*DIRECTIONS FOR THIS TASK*: Rename "Keypoints" to "Target points" throughout the records below and reproduce them otherwise unchanged, leaving out the pictures.

*EXERCISE MATERIALS*:
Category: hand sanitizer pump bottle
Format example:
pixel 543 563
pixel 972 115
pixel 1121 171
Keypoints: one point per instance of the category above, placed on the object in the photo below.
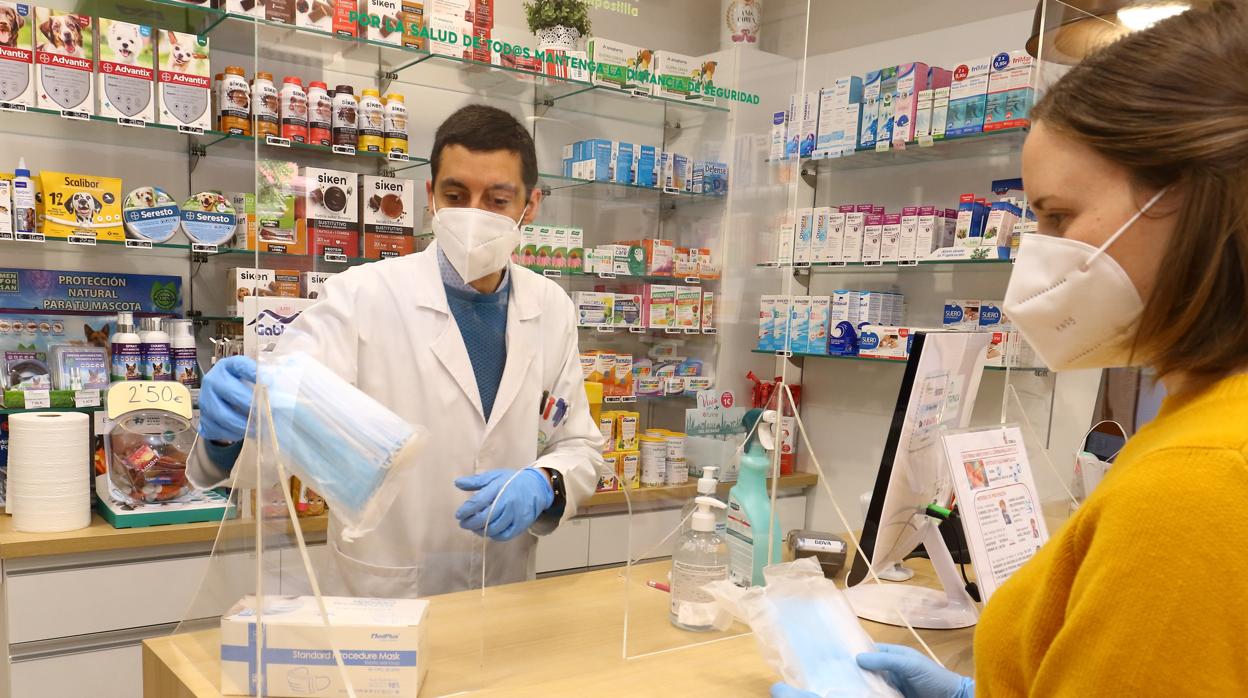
pixel 700 558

*SOLVED PROBLEM*:
Category: hand sanitizer pump bottle
Format example:
pixel 543 563
pixel 972 115
pixel 1121 171
Target points: one point per instance of the category above, placed on the object in the photo below.
pixel 700 558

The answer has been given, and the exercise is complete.